__PAGE EXTRACT__
+ + + + +

By June 11, 2024June 12th, 2024No Comments
Zephyr dev summit, North America

The Embedded Open Source Summit took place from April 16-18 in Seattle, Washington, alongside the Open Source Summit North America. The Zephyr Developer Summit was part of the EOSS, aimed at developers using or considering Zephyr in embedded products. This year, we concentrated on supporting topics relevant to Zephyr users, upstream contributors, and maintainers.

More than 860 individuals from 721 organizations across 46 countries registered for the EOSS conference. The Zephyr track featured over 50 technical sessions, both in-person and on-demand, focusing on users, upstream developers, and maintainers.

Videos from the Zephyr Developer Summit are available on the Zephyr Project YouTube channel. We will highlight a few videos each week in a blog for easy access.

Zephyr dev summit, North America

Today, we’re featuring ZBus – New Features and Roadmap by Rodrigo Peixoto, Edge-UFAL/Citrinio, Configure Zephyr: Kconfigs and Devicetree in Simple Words by Roy Jamil, Ac6, Future of Zephyr Device Model by Ederson de Souza, Intel Corporation, LTSv3 POSIX Roadmap Update by Chris Friedt, Tenstorrent, and Update on Rust in Zephyr by David Brown, Linaro, LTD.

ZBus – New Features and Roadmap – Rodrigo Peixoto, Edge-UFAL/Citrinio

In this talk, Rodrigo discusses the evolution of ZBus, focusing on new features since the previous session in Prague last year and the roadmap. ZBus aims to address the complexities of communication topologies beyond one-to-one, such as one-to-many and many-to-many. 

Key features discussed include the Observer storage, which enhances modularity by separating channel definitions from observer relationships. This allows for dynamic addition and removal of observers, improving flexibility. Additionally, the introduction of Master (M) subscribers enables recipients to receive message copies directly, complementing existing listeners and subscribers.

A significant advancement is the Highest Lock Priority (HLP) protocol, addressing priority inversion issues by elevating thread priorities based on observer priorities. This ensures smooth execution sequences, avoiding preemptions and priority inversions.

+ + + + +

Data entries:

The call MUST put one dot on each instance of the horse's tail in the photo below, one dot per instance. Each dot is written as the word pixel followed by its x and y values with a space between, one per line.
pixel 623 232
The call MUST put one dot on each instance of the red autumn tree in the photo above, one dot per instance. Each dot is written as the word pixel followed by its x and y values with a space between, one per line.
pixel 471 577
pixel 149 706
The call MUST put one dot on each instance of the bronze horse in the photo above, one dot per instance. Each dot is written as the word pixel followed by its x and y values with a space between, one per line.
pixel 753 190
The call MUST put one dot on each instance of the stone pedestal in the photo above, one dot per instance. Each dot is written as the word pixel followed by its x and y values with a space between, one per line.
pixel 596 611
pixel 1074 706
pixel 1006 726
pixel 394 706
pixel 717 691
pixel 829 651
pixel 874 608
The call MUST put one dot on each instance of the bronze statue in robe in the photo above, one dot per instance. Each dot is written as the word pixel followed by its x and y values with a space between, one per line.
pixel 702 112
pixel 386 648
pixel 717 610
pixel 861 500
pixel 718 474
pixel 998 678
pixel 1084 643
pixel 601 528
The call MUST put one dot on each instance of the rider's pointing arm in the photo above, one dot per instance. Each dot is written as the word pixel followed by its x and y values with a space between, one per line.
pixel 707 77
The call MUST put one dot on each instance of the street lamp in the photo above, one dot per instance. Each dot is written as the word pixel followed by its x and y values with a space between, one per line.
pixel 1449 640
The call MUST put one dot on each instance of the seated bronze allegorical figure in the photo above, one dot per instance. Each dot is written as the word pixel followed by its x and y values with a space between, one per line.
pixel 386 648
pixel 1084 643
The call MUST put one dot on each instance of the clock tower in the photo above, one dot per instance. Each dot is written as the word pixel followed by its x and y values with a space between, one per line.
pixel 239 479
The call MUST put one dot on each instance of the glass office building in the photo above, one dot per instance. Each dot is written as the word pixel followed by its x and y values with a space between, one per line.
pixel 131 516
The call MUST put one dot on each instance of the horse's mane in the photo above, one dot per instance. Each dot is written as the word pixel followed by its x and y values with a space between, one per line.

+ + + + +

__TO DO__
1/ According to the Zephyr summit post, how many countries did the EOSS registrants come from?
2/ List the title of each talk that the Zephyr summit post says it is featuring today.
3/ Copy the Zephyr summit post word for word from "Videos from the" to "one-to-many and many-to-many.".

__RESPONSES FOR EACH TASK__
1/ 46 countries.

2/
- ZBus – New Features and Roadmap
- Configure Zephyr: Kconfigs and Devicetree in Simple Words
- Future of Zephyr Device Model
- LTSv3 POSIX Roadmap Update
- Update on Rust in Zephyr

3/
Videos from the Zephyr Developer Summit are available on the Zephyr Project YouTube channel. We will highlight a few videos each week in a blog for easy access.

Zephyr dev summit, North America

Today, we’re featuring ZBus – New Features and Roadmap by Rodrigo Peixoto, Edge-UFAL/Citrinio, Configure Zephyr: Kconfigs and Devicetree in Simple Words by Roy Jamil, Ac6, Future of Zephyr Device Model by Ederson de Souza, Intel Corporation, LTSv3 POSIX Roadmap Update by Chris Friedt, Tenstorrent, and Update on Rust in Zephyr by David Brown, Linaro, LTD.

ZBus – New Features and Roadmap – Rodrigo Peixoto, Edge-UFAL/Citrinio

In this talk, Rodrigo discusses the evolution of ZBus, focusing on new features since the previous session in Prague last year and the roadmap. ZBus aims to address the complexities of communication topologies beyond one-to-one, such as one-to-many and many-to-many.